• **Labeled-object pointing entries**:
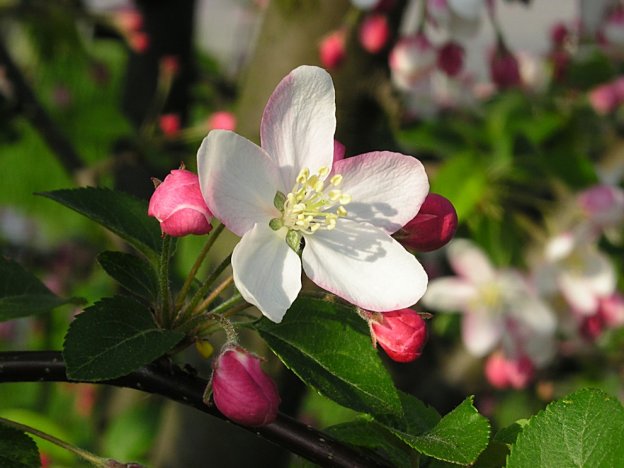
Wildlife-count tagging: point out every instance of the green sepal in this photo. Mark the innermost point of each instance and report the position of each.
(279, 200)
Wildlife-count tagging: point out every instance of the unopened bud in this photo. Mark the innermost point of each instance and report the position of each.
(241, 390)
(401, 333)
(374, 33)
(179, 206)
(433, 226)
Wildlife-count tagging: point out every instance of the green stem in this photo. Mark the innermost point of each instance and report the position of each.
(201, 292)
(214, 294)
(88, 456)
(212, 237)
(164, 317)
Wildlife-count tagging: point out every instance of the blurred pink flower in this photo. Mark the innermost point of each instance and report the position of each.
(178, 205)
(496, 304)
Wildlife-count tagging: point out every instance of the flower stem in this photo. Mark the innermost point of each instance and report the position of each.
(88, 456)
(214, 294)
(163, 282)
(200, 259)
(186, 313)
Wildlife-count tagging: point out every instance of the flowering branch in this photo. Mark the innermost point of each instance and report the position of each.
(167, 379)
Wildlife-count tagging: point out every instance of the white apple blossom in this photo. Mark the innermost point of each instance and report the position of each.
(285, 194)
(499, 307)
(574, 267)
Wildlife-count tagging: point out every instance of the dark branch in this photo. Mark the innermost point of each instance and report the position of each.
(38, 117)
(167, 379)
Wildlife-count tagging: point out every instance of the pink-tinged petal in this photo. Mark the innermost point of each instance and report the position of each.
(267, 272)
(238, 180)
(365, 266)
(386, 188)
(481, 332)
(449, 294)
(469, 261)
(299, 122)
(535, 314)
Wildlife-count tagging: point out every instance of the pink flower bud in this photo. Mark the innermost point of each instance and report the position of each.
(451, 58)
(169, 124)
(502, 372)
(138, 41)
(603, 99)
(504, 69)
(432, 227)
(222, 120)
(332, 50)
(339, 150)
(559, 34)
(177, 203)
(411, 59)
(611, 309)
(401, 333)
(592, 327)
(374, 33)
(128, 19)
(241, 390)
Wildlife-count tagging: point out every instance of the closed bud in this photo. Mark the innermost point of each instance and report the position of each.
(169, 124)
(177, 203)
(401, 333)
(451, 58)
(241, 390)
(504, 69)
(433, 226)
(374, 33)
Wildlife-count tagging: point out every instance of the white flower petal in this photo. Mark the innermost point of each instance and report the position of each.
(467, 9)
(480, 332)
(449, 294)
(267, 272)
(238, 180)
(365, 266)
(469, 261)
(299, 122)
(386, 188)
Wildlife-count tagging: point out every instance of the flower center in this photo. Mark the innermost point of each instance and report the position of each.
(309, 207)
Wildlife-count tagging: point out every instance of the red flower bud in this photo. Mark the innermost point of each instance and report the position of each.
(241, 390)
(179, 206)
(374, 33)
(332, 49)
(169, 124)
(401, 333)
(504, 69)
(434, 225)
(451, 58)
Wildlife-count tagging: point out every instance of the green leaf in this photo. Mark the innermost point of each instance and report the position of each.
(17, 450)
(459, 437)
(22, 294)
(132, 272)
(328, 346)
(113, 338)
(119, 212)
(585, 428)
(372, 436)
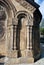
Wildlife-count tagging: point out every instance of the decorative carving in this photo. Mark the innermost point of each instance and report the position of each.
(23, 14)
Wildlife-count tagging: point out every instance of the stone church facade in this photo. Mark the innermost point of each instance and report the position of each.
(19, 30)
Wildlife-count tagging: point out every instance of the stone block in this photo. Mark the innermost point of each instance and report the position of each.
(12, 54)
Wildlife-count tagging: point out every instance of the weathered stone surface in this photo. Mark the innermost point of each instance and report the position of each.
(21, 41)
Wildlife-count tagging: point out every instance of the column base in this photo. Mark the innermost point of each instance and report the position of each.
(21, 60)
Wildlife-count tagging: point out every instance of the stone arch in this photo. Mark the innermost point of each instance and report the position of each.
(23, 14)
(25, 17)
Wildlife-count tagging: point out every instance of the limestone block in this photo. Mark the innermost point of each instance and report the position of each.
(12, 54)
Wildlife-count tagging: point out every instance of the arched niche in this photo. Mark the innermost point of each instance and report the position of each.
(23, 21)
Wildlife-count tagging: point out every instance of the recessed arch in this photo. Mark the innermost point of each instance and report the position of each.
(23, 14)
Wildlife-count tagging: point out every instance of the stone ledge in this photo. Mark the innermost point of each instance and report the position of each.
(12, 61)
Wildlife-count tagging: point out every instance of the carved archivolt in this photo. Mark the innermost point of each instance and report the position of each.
(23, 14)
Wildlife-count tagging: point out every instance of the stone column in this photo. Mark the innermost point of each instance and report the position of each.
(30, 44)
(11, 40)
(14, 37)
(27, 37)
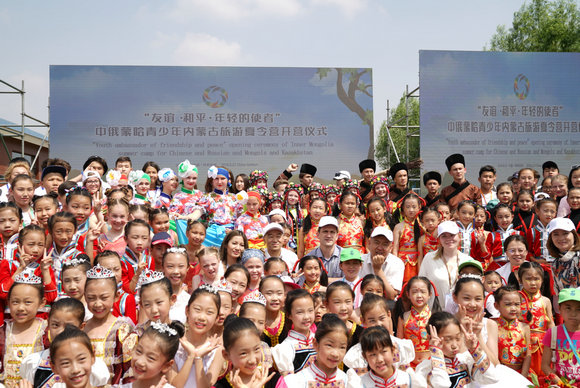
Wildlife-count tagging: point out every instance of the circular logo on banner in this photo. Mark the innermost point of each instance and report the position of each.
(521, 86)
(215, 97)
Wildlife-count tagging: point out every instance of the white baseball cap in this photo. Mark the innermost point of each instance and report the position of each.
(327, 220)
(273, 226)
(382, 231)
(561, 223)
(447, 227)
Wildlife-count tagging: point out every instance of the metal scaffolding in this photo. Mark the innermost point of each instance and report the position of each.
(18, 130)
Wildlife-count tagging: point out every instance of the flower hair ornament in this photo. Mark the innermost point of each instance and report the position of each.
(98, 272)
(137, 175)
(209, 288)
(163, 328)
(224, 286)
(113, 177)
(166, 174)
(186, 169)
(148, 276)
(27, 277)
(255, 297)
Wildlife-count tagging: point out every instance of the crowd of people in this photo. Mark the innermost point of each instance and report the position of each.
(137, 278)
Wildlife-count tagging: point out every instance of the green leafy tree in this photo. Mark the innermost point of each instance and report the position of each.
(541, 26)
(398, 118)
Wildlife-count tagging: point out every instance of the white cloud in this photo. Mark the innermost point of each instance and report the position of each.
(348, 7)
(207, 50)
(235, 9)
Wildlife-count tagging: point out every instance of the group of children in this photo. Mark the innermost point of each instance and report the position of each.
(138, 279)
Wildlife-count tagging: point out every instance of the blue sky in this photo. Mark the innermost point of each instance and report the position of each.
(384, 35)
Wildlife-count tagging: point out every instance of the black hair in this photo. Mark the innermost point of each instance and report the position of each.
(12, 206)
(338, 285)
(235, 328)
(97, 159)
(323, 274)
(368, 227)
(61, 217)
(238, 268)
(442, 319)
(70, 332)
(328, 324)
(164, 283)
(168, 343)
(307, 222)
(375, 338)
(133, 223)
(69, 304)
(293, 296)
(78, 191)
(204, 291)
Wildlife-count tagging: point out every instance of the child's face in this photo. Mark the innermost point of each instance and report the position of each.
(239, 283)
(532, 281)
(148, 360)
(114, 264)
(225, 307)
(570, 312)
(374, 287)
(509, 306)
(33, 245)
(9, 223)
(138, 238)
(340, 303)
(196, 235)
(160, 223)
(351, 268)
(331, 349)
(256, 269)
(117, 217)
(73, 362)
(504, 218)
(273, 291)
(562, 240)
(505, 194)
(24, 303)
(202, 314)
(302, 314)
(73, 282)
(62, 233)
(312, 271)
(418, 294)
(466, 214)
(80, 207)
(175, 268)
(451, 340)
(246, 353)
(377, 212)
(51, 182)
(525, 202)
(156, 303)
(380, 361)
(22, 192)
(100, 296)
(378, 316)
(319, 309)
(235, 247)
(256, 314)
(43, 209)
(492, 282)
(253, 205)
(58, 321)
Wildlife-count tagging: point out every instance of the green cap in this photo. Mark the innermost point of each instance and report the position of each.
(470, 262)
(347, 254)
(569, 294)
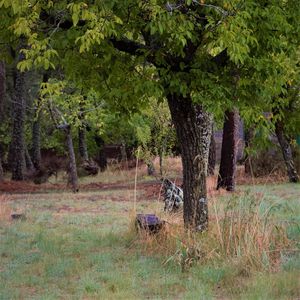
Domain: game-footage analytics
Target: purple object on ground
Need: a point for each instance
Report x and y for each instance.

• **Exercise prompt**: Restate the data above word for word. Skip every picture.

• **Result below**:
Wildlife-count tagging: point out every instance of the green sepal in this photo. Mark the innermost point of each instance and report the position of each.
(279, 200)
Wildlife-count tagging: point out every instance of the unopened bud in this photo. Mark the innermost point of each instance and report the position of each.
(241, 390)
(401, 333)
(374, 33)
(179, 206)
(433, 226)
Wildlife-count tagging: point out every instance of the green stem in this photo. Mark the innermost point of each instance and report the position of each.
(201, 292)
(214, 294)
(88, 456)
(212, 237)
(164, 317)
Wildlife-count tagging: point out every instance of the blurred pink flower in this photo. Mark the innermost point of each instance and report the position of each.
(178, 205)
(496, 304)
Wildlife-count tagging: point out every instance of the flower stem in this photo. Mark the innermost point of each instance and report the position of each.
(88, 456)
(214, 294)
(163, 282)
(200, 259)
(186, 313)
Wildlife-count tagging: point out every instance of the flowering branch in this photo. Mark the innermost point of each instance and report the position of each.
(167, 379)
Wildlife-count tagging: point out every instance of the white apple blossom in this photo. Mark the innermost point of each instance and report the position of each.
(285, 194)
(499, 307)
(574, 267)
Wildlife-count tagging: point out every instance of the dark branch in this photo. Mark the innermost point of each instance and report the position of each.
(38, 117)
(167, 379)
Wildlife-count tagging: point out every instance of the pink-tinged petal in this photo. Mark the innermost point of each instance and report the position of each.
(267, 272)
(238, 180)
(365, 266)
(386, 188)
(481, 332)
(449, 294)
(469, 261)
(299, 122)
(535, 314)
Wildlife-count tagging: point out every instance of the pink flower bud in this photo. Mark the innermost point of each instance and report the position of each.
(451, 58)
(169, 124)
(502, 372)
(138, 41)
(603, 99)
(504, 69)
(432, 227)
(222, 120)
(332, 50)
(339, 150)
(559, 34)
(177, 203)
(411, 59)
(611, 309)
(401, 333)
(592, 327)
(374, 33)
(128, 19)
(241, 390)
Wildlife-count tagging: point out every instance of the closed bud in this photo. Mark the innermost point of each instance and report the position of each.
(169, 124)
(177, 203)
(401, 333)
(451, 58)
(241, 390)
(504, 69)
(433, 226)
(374, 33)
Wildlife-count tagging: point out every instance of the white flower petal in this photo. Mark the innermost point of each instance and report the position of each.
(467, 9)
(480, 332)
(449, 294)
(267, 272)
(238, 180)
(365, 266)
(469, 261)
(299, 122)
(386, 188)
Wildlife-count tagging: point out every instance of the flower center in this photo. Mark the innermost point of each instance and report the position of each.
(309, 207)
Wildlife-count tagging: point out every instance of the red flower bud in this photo. Mark the innermost point of each instance and report the position of each.
(241, 390)
(179, 206)
(374, 33)
(332, 49)
(169, 124)
(401, 333)
(504, 69)
(434, 225)
(451, 58)
Wildlife-count tagging: point out every instance of the green leaf in this photo. Mark the innermost point of each instance and report the position of each.
(17, 450)
(459, 437)
(22, 294)
(132, 272)
(328, 346)
(113, 338)
(119, 212)
(585, 428)
(372, 436)
Wildlife-count tagging: point out every instance of the decorative carving in this photo. Mark the innermost point of each instance and report the position of each.
(23, 14)
Wildlife-count tagging: point out every instance of the stone church facade in this photo. Mark the innermost point of each instance and report the position of each.
(19, 30)
Wildlife-count tagging: point out every instance of the stone block in this photo. Mark the innermost point of each instance and report the position of each.
(12, 54)
Wildlife-count tagging: point out every instance of the weathered stone surface in this photo. Mark the innermost point of each instance and report the position of each.
(21, 41)
Wildlife-count tagging: point out every instance of the column base in this photo. Mark the innermost point of each instance and report the position of each.
(21, 60)
Wildlife-count tagging: point out every instance of the stone arch in this photo. Mark the innermost point of each instance and report the position of each.
(23, 14)
(25, 17)
Wildlife-count tagging: point out every instance of the limestone block in this photo. Mark the innermost point of each instance and report the position of each.
(12, 54)
Wildlife-count tagging: point out every instance of the arched niche in this photo. Mark the innermost point of each instance and report the position of each.
(23, 21)
Wildlife-count tagging: point out every instance of the recessed arch in this photo. Mark the innermost point of each instance and report the position of each.
(23, 14)
Wildlife-count tagging: point out every instance of the stone ledge in this photo. Mark the innermost point of each instance and report the position of each.
(12, 61)
Wildlife-count tagging: point out every instance of the carved archivolt in this photo. Mark the innermost point of each instance and report the position of each.
(23, 14)
Wildlife-count tagging: point out every instance of the stone column in this photo. Mark the innermost point of each instance and report the position of each.
(30, 44)
(11, 40)
(14, 37)
(27, 37)
Wildlife-count tagging: point out every instance of the circular logo on banner in this photo. Mark the innermost point of each instance and report the position of each.
(521, 86)
(215, 97)
Wildlife-count tagging: point out every instance of the white baseball cap in this photo. Mark the innermost point of each instance and report the position of each.
(327, 220)
(273, 226)
(382, 231)
(561, 223)
(447, 227)
Wildlife-count tagging: point out every instance of the metal scaffolding in this photo. Mark the innermost point of each instance and report the position of each.
(18, 130)
Wildlife-count tagging: point out every instance of the flower hair ornament in this photo. Mark the innermost point of each instance and report the position of each.
(98, 272)
(137, 175)
(209, 288)
(163, 328)
(224, 286)
(113, 177)
(166, 174)
(186, 169)
(148, 276)
(27, 277)
(255, 297)
Wildlife-count tagging: point out every instance of the crowd of people in this photo. Mark the innermost point of each instance and report the position of each.
(137, 278)
Wildlife-count tagging: point out every instance of the green leafy tree in this photo. Mark the innermost point of each instance and report the position of each.
(541, 26)
(398, 118)
Wildlife-count tagging: point out every instance of the white cloud in this photo. Mark the innermost point of each instance and report the position of each.
(348, 7)
(207, 50)
(235, 9)
Wildlife-count tagging: point out every instance of the group of children in this photo. Mark the innermost point of each instance and report the position of each.
(138, 279)
Wildlife-count tagging: point out every instance of the blue sky in this photo. Mark the innermost point of each instance and report the position of each.
(384, 35)
Wildlife-count tagging: point out every instance of the black hair in this photo. Mark the innermost point of each instance and report the position of each.
(12, 206)
(338, 285)
(235, 328)
(97, 159)
(323, 274)
(368, 227)
(61, 217)
(238, 268)
(442, 319)
(70, 332)
(328, 324)
(164, 283)
(168, 343)
(307, 222)
(375, 338)
(133, 223)
(69, 304)
(293, 296)
(78, 191)
(204, 291)
Wildlife-count tagging: point out every instance of the child's face in this photo. Mark the innermost point of each instance and report the position of each.
(239, 283)
(532, 281)
(148, 360)
(114, 264)
(225, 307)
(570, 312)
(374, 287)
(509, 306)
(33, 245)
(9, 223)
(138, 238)
(340, 303)
(196, 235)
(160, 223)
(351, 268)
(331, 349)
(256, 269)
(117, 217)
(73, 362)
(504, 218)
(273, 291)
(562, 240)
(505, 194)
(24, 303)
(202, 314)
(302, 314)
(73, 282)
(62, 233)
(312, 271)
(418, 294)
(466, 214)
(80, 207)
(175, 268)
(451, 340)
(246, 353)
(377, 212)
(51, 182)
(525, 202)
(156, 303)
(380, 361)
(22, 192)
(100, 296)
(378, 316)
(319, 309)
(235, 247)
(256, 314)
(43, 209)
(492, 282)
(253, 205)
(58, 321)
Wildlife-count tagging: point out every instance of the green cap in this photo. Mark the innermost point of each instance and report the position of each.
(470, 262)
(347, 254)
(569, 294)
Domain: game-footage analytics
Target: purple object on ground
Need: a point for each instance
Report x and y for each instance.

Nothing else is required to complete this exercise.